» STATED EXERCISE A
Return everything in the pesto excerpt from "The result? About" down to "of olive oil.", copied word for word.

Begin EXCERPT PROVIDED

Though we could be hiding anything in our tangled garden at this point. The black cherry tomato plant overwhelms and the herbs have gotten all leggy and flower-topped, which makes for happy bees and not-so-tender leaves. Temps threaten to graze 90 today but inevitably we'll get a killing frost, and the herbs, tough as they are, will be toast.

Hence the wrestling with the Cuisinart. Fresh basil, costing what it does in the dead of winter, well, an hour or two in the kitchen is a small price to pay for some easy weeknight dinners come January.

Feeling in a bit of a pesto rut, I consulted Bittman for inspiration. I love how he offers loose formulas and ideas not dogma. His pages on pesto, for example, include notes on basil, dill, mint, parsley, arugala and cilantro varieties and how to serve. More on some of these other condiments later.

Back to the basil at hand. Classic Genovese Pesto, he writes, is made with a mortar and pestle. I'm sure it's divine. I'm sure it's superior, but I registered for a Cuisinart for a reason. Moving right along. 

He also writes that one needn't add cheese to the mix, plus his ratio of basil to nuts seemed high but intriguing.

With a food processor there is no labor to pesto, except for processing the vegetable matter. The whole mess has to be washed and the leaves and flowers stripped from their woody stems, a dreary, painstaking chore. Then whirrrrrrr and it's done.

The result? About a cup and a half. 

And he was right about the nuts.

Instructions follow:

Wash and stem about four cups basil leaves.

Sautee 2 cloves garlic in a dollop of olive oil.

Toss a healthy handful of walnuts into the food processor.

Add 1/4 cup to 1/2 cup olive oil.

Toss everything in the food processor with a good pinch of salt.

Grind up. Taste. Adjust seasoning. Serve with fresh pasta.

End EXCERPT PROVIDED

» STATED EXERCISE B
In the records below, rename every "Query" as "Target" and change nothing else. Give the records back without the pictures.

Begin EXERCISE INPUTS

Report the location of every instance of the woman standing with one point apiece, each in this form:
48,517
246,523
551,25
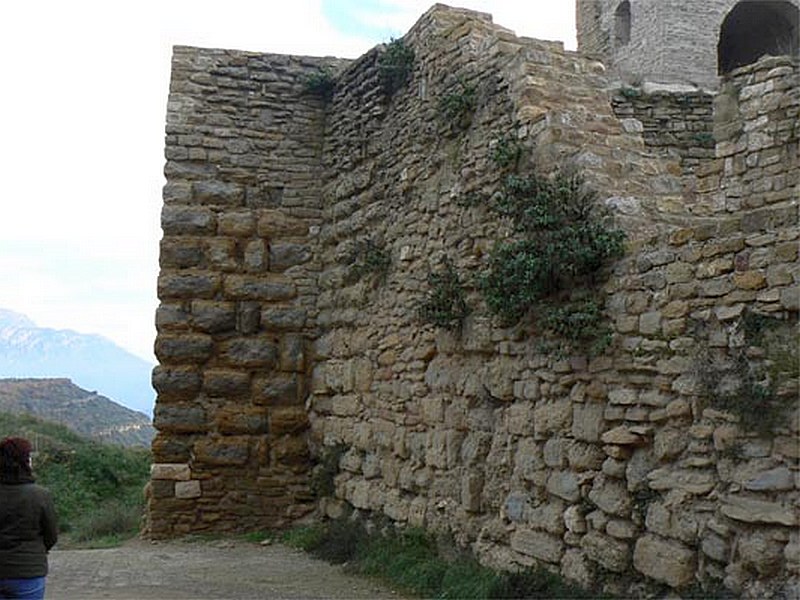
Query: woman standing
27,524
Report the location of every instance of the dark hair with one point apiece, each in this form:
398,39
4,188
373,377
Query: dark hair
15,463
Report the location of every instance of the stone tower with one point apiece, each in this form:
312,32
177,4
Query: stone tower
685,41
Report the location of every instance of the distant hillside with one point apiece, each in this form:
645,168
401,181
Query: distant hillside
87,413
91,361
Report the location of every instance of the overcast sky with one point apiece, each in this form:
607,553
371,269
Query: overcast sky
83,105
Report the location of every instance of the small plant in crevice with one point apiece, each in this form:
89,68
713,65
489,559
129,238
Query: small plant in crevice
457,107
367,257
411,559
321,84
324,472
704,139
445,305
630,92
394,66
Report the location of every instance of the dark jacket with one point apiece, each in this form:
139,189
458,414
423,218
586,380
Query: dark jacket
27,530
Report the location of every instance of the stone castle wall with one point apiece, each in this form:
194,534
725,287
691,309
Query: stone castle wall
237,290
671,40
592,466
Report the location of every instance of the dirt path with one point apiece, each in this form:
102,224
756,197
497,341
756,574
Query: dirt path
142,570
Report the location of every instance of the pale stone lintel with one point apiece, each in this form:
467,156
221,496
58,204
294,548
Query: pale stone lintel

End EXERCISE INPUTS

» RESPONSE A
The result? About a cup and a half. 

And he was right about the nuts.

Instructions follow:

Wash and stem about four cups basil leaves.

Sautee 2 cloves garlic in a dollop of olive oil.

» RESPONSE B
Report the location of every instance of the woman standing with one point apiece, each in this form:
48,517
246,523
551,25
Target: woman standing
27,524
Report the location of every instance of the dark hair with one point apiece, each in this form:
398,39
4,188
373,377
Target: dark hair
15,463
Report the location of every instance of the stone tower with one point apiece, each in this form:
312,32
177,4
Target: stone tower
685,41
Report the location of every instance of the distant hillside with one point apiece, each in this form:
645,168
401,181
Target: distant hillside
87,413
91,361
Report the location of every instance of the overcast sky with one point apiece, each in this form:
607,553
371,269
Target: overcast sky
83,105
Report the location of every instance of the small plant in crevice with one point apiece, each in this form:
89,68
713,65
489,559
129,238
Target: small plant in crevice
457,107
367,257
411,559
321,84
324,472
704,139
445,305
630,92
394,66
Report the location of every instance of the dark jacket with one point apiece, each in this form:
139,189
458,414
423,218
586,380
Target: dark jacket
27,530
Report the location of every instance of the stone castle wall with one point apiece, each in this form:
194,534
725,287
691,309
Target: stone castle wall
237,290
671,40
592,466
Report the location of every instance of the dirt path with one point apiece, each in this form:
102,224
756,197
497,341
756,574
Target: dirt path
142,570
Report the location of every instance of the pale stone lintel with one point apiece, each in this form:
467,156
221,496
58,204
294,548
Target: pale stone lintel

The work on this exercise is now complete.